Your goal: The result should be every line in the data below that carries the string "building".
Input for this task START
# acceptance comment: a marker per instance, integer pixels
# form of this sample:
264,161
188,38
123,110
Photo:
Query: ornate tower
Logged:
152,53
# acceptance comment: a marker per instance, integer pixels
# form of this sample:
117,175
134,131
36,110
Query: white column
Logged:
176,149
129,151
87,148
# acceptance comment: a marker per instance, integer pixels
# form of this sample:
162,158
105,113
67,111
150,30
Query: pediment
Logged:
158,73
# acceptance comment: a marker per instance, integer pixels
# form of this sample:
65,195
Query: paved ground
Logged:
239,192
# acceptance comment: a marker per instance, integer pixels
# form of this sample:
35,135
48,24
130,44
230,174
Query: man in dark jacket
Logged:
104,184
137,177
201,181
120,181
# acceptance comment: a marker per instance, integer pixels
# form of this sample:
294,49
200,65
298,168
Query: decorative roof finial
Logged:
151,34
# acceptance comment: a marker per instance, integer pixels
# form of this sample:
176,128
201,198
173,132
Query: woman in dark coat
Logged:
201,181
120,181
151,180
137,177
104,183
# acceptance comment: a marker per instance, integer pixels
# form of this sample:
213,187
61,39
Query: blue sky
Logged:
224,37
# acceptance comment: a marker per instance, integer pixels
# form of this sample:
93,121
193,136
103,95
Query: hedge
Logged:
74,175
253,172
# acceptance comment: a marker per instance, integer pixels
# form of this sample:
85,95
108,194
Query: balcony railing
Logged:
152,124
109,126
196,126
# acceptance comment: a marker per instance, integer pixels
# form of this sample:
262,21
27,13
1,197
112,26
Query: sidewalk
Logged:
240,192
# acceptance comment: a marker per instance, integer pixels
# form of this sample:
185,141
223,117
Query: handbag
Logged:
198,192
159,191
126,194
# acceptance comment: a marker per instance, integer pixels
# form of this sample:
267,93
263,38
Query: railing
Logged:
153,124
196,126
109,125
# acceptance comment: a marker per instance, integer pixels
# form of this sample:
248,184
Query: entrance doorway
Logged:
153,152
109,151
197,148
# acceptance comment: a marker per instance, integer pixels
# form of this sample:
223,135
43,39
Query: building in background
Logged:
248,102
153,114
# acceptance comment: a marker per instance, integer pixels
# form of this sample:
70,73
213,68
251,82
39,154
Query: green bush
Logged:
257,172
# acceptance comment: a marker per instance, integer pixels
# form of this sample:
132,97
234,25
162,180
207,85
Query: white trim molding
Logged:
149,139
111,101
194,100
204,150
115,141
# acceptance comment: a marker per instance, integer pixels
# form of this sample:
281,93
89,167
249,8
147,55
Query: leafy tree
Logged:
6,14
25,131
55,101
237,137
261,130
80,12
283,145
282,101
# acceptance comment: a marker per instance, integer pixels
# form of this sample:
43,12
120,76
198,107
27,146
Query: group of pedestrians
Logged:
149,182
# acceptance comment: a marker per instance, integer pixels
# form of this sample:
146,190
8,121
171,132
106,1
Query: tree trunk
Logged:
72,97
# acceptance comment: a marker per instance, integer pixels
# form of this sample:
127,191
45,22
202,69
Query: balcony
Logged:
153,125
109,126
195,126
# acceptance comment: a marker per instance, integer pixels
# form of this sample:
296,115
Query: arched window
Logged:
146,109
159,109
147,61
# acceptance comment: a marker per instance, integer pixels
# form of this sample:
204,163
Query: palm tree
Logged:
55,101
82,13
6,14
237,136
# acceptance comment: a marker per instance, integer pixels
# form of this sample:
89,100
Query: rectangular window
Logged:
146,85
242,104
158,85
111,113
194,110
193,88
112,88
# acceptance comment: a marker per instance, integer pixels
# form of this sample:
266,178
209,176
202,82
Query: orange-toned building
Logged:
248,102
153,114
Input for this task END
Solved exercise:
Query: building in background
Query: orange-toned building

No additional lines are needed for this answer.